An independent inquiry has concluded that the UK’s early response to Covid-19 was inadequate and tardy, contributing to many preventable deaths in the first wave. The nearly 800-page report — the second of 10 planned instalments — says earlier voluntary measures such as social distancing and household isolation introduced before 16 March 2020 might have averted the need for a full nationwide lockdown. By the time restrictions were imposed, the inquiry finds, the virus had gained a dangerous foothold: modelling produced in 2021 suggests a one-week delay in introducing the 23 March 2020 lockdown cost roughly 23,000 extra lives in England during the first wave, a reduction of about 48% in deaths to 1 July 2020 if action had come sooner.
Chair Baroness Hallett said governments across all four UK nations failed to recognise both the scale of the threat and the urgency of the response required in early 2020. The report criticises assurances that the country was prepared as misleading, and it says scientific advisers underestimated how quickly the virus would spread. On several occasions, advisers recommended delaying restrictions and even counselled that allowing infection to build immunity was an option.

(Records in a dataset)
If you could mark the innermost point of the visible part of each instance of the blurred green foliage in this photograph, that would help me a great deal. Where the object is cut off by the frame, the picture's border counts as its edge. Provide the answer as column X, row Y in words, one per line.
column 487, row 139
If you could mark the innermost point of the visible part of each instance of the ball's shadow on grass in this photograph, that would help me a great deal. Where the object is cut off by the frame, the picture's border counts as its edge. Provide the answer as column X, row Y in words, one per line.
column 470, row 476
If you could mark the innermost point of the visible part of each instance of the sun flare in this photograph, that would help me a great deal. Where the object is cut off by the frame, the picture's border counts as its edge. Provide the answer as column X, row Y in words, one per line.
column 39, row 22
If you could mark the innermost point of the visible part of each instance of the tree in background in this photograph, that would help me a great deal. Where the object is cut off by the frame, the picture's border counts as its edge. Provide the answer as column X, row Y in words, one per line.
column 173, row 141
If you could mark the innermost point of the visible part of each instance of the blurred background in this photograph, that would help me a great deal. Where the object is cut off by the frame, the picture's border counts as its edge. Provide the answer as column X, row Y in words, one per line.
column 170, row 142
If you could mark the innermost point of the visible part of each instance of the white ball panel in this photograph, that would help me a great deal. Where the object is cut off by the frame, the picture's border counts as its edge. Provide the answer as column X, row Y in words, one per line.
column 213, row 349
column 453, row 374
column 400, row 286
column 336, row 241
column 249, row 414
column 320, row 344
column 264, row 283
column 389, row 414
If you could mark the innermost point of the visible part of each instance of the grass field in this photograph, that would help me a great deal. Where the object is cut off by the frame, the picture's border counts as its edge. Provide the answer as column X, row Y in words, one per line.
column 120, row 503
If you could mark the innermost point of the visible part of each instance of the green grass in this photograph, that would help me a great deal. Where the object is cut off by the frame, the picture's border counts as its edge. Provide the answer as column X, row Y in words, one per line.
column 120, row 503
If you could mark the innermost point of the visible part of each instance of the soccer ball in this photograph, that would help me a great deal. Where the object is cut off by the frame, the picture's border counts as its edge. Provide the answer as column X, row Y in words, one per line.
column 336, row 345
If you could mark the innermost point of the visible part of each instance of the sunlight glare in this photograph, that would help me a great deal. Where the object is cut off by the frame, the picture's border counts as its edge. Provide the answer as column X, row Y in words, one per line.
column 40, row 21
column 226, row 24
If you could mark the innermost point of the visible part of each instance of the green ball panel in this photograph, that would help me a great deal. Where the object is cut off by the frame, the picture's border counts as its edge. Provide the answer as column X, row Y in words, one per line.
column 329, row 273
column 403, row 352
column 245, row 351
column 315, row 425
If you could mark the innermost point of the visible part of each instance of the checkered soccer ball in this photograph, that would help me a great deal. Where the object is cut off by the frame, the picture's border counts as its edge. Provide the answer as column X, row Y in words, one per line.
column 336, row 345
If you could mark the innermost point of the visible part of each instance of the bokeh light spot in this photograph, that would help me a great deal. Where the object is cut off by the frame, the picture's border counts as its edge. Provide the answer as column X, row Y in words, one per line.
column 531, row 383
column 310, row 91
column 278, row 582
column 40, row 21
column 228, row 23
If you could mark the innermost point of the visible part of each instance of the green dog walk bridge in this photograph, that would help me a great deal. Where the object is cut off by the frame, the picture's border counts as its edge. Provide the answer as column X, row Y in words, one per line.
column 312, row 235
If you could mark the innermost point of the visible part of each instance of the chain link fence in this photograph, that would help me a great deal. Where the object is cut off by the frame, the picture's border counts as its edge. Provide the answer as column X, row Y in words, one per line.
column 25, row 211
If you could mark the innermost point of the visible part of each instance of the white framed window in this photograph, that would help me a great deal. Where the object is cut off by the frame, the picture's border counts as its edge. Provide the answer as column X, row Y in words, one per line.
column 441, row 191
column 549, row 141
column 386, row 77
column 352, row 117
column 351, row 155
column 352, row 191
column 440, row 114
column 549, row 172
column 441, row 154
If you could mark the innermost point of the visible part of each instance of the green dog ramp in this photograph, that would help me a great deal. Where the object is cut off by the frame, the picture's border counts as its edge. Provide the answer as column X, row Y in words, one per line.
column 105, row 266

» Study questions:
1. According to the text on the Covid-19 inquiry, roughly how many extra lives in England did a one-week delay in the 23 March 2020 lockdown cost during the first wave?
2. Please carry on the text on the Covid-19 inquiry, picking up after its final sentence.
This material is separate from the text on the Covid-19 inquiry.

» Responses by task:
1. Roughly 23,000 extra lives.

2.
The inquiry identifies multiple systemic failures that shaped the UK response:
– Repeating early errors: mistakes made in spring 2020 were allowed to recur in the autumn, and indecision by then-prime minister Boris Johnson delayed a November lockdown until control was lost.
– Damage to public trust: high-profile breaches of rules, notably Dominic Cummings’ trips in March 2020, eroded compliance with public-health measures.
– Dysfunction at the centre: a “toxic and chaotic” culture in central government undermined the quality of advice and decision-making.
– Fragmented planning and poor collaboration: planning and choices across England, Scotland, Wales and Northern Ireland suffered from weak trust and coordination between the prime minister and devolved leaders.
– Policy that ran counter to public-health advice: the Eat Out to Help Out scheme, championed by Chancellor Rishi Sunak and approved by the prime minister to support hospitality in August 2020, was rolled out without scientific backing and conflicted with messaging intended to reduce transmission.
– Neglected vulnerable groups: the needs of older people, disabled people and some ethnic minority communities were not factored sufficiently into planning, despite foreseeable harms.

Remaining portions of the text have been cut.